### EXERCISE DETAILS
Pick out each line in the rows below that contains the word "person" and copy those lines unchanged.

### DATASET EXCERPTS
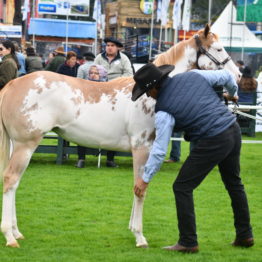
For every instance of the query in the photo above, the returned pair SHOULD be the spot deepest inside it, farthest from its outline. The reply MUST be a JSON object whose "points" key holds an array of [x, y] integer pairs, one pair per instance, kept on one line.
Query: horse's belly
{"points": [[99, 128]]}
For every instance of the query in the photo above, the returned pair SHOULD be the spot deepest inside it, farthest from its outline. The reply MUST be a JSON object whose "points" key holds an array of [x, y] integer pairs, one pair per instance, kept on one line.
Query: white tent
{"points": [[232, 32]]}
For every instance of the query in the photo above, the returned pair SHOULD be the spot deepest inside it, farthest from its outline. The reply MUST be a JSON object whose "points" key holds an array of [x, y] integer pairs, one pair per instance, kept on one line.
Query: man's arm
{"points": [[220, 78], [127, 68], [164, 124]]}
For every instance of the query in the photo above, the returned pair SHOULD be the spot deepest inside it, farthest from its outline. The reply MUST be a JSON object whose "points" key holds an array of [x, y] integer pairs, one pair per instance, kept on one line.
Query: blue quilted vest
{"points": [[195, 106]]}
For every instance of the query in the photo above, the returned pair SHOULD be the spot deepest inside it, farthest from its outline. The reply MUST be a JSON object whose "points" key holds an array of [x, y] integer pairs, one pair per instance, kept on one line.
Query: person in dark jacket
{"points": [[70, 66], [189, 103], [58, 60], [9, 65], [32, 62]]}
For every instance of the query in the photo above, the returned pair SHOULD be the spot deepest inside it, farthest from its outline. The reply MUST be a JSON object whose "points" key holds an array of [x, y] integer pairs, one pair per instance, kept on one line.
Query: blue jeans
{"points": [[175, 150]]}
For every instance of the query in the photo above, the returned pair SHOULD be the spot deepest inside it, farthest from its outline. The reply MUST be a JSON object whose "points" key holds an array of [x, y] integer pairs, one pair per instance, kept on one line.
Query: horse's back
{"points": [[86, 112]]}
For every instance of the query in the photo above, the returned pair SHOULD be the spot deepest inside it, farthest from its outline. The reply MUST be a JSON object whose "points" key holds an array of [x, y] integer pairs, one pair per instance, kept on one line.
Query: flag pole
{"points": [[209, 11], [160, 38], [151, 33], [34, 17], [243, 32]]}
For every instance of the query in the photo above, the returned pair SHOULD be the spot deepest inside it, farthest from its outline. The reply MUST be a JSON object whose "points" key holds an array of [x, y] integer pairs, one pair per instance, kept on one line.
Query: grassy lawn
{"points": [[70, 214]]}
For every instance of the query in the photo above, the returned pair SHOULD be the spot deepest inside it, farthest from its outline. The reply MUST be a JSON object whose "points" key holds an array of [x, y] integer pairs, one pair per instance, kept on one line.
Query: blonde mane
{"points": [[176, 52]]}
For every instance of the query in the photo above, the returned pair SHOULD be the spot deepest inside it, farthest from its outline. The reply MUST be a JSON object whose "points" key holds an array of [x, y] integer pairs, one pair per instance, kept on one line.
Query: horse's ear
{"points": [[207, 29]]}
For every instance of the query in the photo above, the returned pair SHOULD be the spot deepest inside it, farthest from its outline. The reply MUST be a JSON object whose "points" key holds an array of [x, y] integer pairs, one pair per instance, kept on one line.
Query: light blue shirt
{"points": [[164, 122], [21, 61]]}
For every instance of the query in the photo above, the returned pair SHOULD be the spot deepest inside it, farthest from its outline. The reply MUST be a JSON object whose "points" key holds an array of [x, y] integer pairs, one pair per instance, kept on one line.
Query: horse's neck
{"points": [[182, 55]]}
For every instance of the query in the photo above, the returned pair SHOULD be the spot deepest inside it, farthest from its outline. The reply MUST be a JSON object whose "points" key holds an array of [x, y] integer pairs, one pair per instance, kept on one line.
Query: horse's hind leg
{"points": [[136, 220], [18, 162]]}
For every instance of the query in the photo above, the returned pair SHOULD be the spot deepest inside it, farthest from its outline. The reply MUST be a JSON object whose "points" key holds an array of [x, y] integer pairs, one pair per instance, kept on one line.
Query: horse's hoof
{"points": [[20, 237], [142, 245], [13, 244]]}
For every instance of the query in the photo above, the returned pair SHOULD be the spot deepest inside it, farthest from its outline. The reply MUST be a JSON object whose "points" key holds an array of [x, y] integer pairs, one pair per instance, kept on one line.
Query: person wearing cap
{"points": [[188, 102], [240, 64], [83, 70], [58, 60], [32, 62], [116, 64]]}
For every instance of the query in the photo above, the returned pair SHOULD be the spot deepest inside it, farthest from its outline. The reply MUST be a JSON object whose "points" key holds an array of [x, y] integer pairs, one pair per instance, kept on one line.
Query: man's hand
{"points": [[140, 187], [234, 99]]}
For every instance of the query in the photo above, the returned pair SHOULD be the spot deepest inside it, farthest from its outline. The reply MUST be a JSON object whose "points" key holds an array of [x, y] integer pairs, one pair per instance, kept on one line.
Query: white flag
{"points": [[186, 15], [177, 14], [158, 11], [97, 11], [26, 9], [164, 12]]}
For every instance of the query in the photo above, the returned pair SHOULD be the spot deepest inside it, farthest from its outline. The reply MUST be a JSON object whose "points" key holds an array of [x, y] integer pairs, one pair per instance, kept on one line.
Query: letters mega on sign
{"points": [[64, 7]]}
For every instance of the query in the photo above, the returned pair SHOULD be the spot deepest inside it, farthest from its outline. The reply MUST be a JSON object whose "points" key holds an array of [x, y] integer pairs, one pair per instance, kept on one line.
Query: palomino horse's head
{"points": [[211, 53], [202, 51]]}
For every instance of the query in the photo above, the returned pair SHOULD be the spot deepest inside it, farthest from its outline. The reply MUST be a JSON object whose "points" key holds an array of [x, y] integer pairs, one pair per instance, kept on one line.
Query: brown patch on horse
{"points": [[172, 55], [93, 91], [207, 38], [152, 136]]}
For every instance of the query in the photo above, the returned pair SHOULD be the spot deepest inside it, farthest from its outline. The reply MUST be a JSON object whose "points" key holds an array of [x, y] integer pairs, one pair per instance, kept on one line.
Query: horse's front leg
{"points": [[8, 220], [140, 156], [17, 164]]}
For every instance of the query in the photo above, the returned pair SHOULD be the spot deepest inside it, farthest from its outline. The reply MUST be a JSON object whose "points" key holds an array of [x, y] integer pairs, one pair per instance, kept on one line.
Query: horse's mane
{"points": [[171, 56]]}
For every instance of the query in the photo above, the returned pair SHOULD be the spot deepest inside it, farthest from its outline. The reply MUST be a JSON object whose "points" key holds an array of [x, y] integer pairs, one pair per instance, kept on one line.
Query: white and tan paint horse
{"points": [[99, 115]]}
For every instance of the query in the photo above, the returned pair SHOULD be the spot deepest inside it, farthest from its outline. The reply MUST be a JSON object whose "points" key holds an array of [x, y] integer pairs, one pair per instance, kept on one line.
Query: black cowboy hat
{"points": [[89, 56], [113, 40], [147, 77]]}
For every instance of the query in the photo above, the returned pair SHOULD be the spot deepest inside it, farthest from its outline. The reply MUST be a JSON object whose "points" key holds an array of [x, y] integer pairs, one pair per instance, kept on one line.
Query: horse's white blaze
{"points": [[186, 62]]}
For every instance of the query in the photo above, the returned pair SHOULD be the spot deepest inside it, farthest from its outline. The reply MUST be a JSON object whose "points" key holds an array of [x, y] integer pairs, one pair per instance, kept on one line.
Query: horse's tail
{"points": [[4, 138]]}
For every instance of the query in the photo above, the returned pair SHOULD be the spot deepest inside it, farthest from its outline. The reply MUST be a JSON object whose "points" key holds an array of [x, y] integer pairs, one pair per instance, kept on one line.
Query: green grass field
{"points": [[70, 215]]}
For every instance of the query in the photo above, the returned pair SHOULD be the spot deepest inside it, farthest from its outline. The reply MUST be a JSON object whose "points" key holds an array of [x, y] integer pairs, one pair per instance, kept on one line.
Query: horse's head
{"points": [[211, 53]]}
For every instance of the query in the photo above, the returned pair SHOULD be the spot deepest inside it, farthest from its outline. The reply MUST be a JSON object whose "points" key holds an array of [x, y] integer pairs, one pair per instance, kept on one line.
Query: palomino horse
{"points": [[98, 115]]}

### PROBLEM SOLUTION
Query: person in dark jacket
Query: person wearing cap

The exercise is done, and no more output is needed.